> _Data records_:

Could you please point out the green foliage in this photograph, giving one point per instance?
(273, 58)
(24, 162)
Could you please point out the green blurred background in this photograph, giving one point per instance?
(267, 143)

> _WHAT YOU NEED TO DO_: Convert the data above into a two-column CSV with the headers "prompt" and "response", writing one row per text-and-answer pair. Put each field in double quotes and replace any line breaks with spaces.

> _SOLUTION TO THIS TASK_:
prompt,response
"Could you please point out the green foliage in this photograph, giving one point per instance?","(273, 58) (24, 162)"
"Could you please point out the green blurred background in this photograph, giving one point per instance?","(267, 143)"